• What the task asks: Can you reproduce, word for word, the passage of the forum thread below from "Hello, I am" to "other Semitic languages)"?

• Text to read:
* * * * *

# Semitic root/cognates for Aramaic קדישא



## Malki92

Hello, I am looking for the cognates of חברא and קדישא in other Semitic languages. I'd like to know what the Semitic root means for both words and how this root is used to form other words in other Semitic languages. (Specifically I'd be really curious on how the roots Ḥ-B-R and Q-D-Š are defined in Ugaritic and what sort of derivatives they form in that language. But I'm equally as curious as to the usages in other Semitic languages)

*Moderator note: Please respond only for the word  קדישא here. Answer for the word חברא in this thread.*


----------



## arielipi

Hebrew
<...> קדוש
holy <...>
roots
<...>
ק-ד-ש


----------



## berndf

For Q-D-Š you find the to-be-expected Arabic cognate Q-D-S, i.e. reflexes of PS *Q-D-S1.


----------



## fdb

berndf said:


> For Q-D-Š you find the to-be-expected Arabic cognate Q-D-S, i.e. reflexes of PS *Q-D-S1.

* * * * *

• Source data:
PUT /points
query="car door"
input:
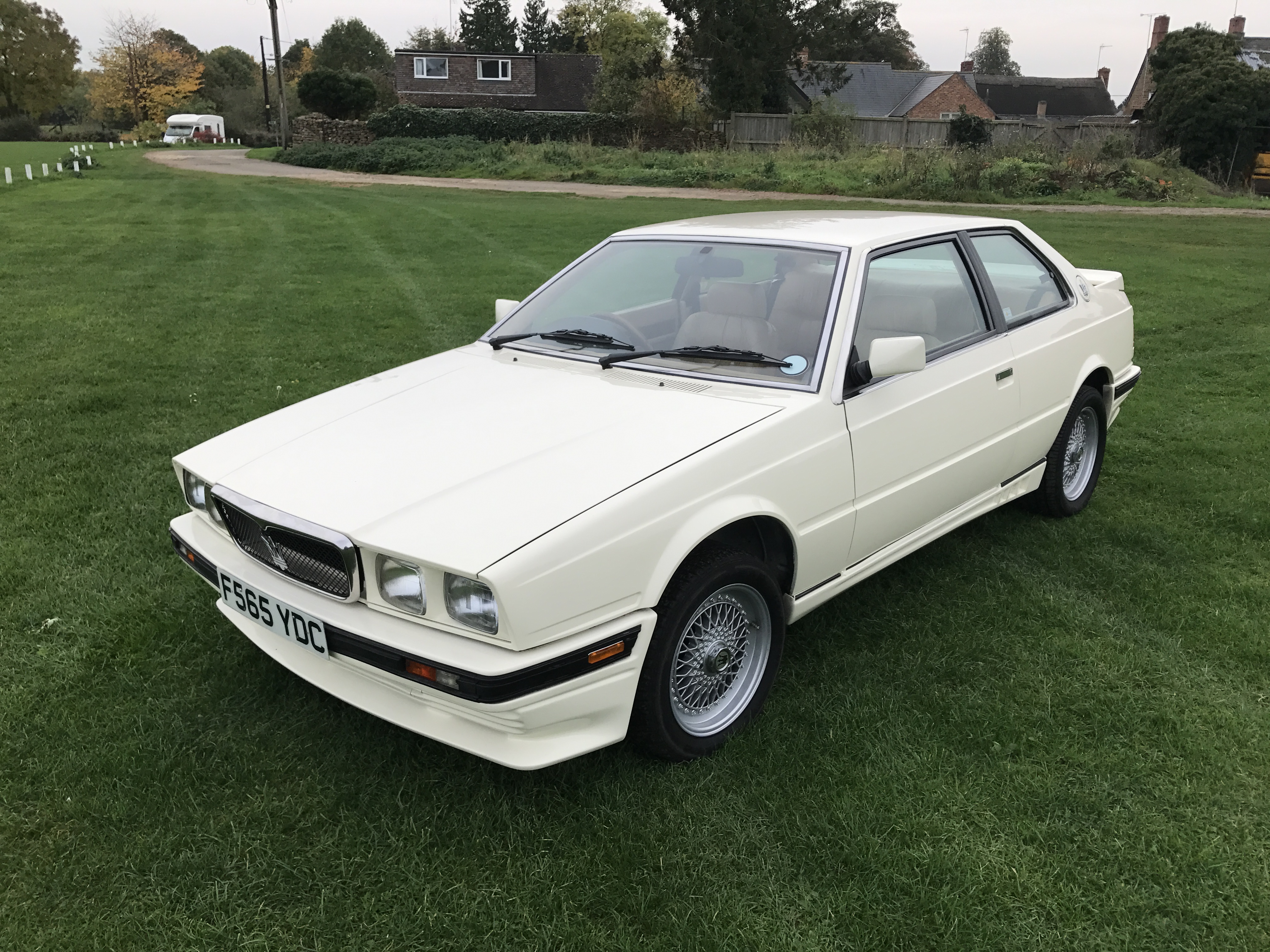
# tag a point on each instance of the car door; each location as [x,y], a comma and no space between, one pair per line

* * * * *

• Result below:
Hello, I am looking for the cognates of חברא and קדישא in other Semitic languages. I'd like to know what the Semitic root means for both words and how this root is used to form other words in other Semitic languages. (Specifically I'd be really curious on how the roots Ḥ-B-R and Q-D-Š are defined in Ugaritic and what sort of derivatives they form in that language. But I'm equally as curious as to the usages in other Semitic languages)